-------- Available records --------
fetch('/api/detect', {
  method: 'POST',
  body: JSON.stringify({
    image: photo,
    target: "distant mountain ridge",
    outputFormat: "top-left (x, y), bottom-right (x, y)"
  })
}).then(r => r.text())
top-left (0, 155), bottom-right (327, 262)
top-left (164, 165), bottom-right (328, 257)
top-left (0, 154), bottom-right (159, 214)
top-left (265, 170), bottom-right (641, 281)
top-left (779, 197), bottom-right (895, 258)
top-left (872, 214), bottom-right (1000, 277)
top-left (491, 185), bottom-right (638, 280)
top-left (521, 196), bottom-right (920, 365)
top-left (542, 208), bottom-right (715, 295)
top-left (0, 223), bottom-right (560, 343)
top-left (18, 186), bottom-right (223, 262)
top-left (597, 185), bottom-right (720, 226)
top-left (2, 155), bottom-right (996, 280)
--------
-------- Available records --------
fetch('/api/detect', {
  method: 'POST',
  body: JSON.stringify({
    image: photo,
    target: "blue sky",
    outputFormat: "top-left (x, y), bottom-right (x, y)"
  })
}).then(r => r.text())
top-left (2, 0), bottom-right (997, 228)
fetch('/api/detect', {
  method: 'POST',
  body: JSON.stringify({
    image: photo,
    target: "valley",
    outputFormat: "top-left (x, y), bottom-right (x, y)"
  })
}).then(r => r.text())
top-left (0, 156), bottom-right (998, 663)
--------
- **Your goal**
The answer must be every line of the data that holds the word "target".

- **Result below**
    target: "distant mountain ridge",
    target: "blue sky",
    target: "valley",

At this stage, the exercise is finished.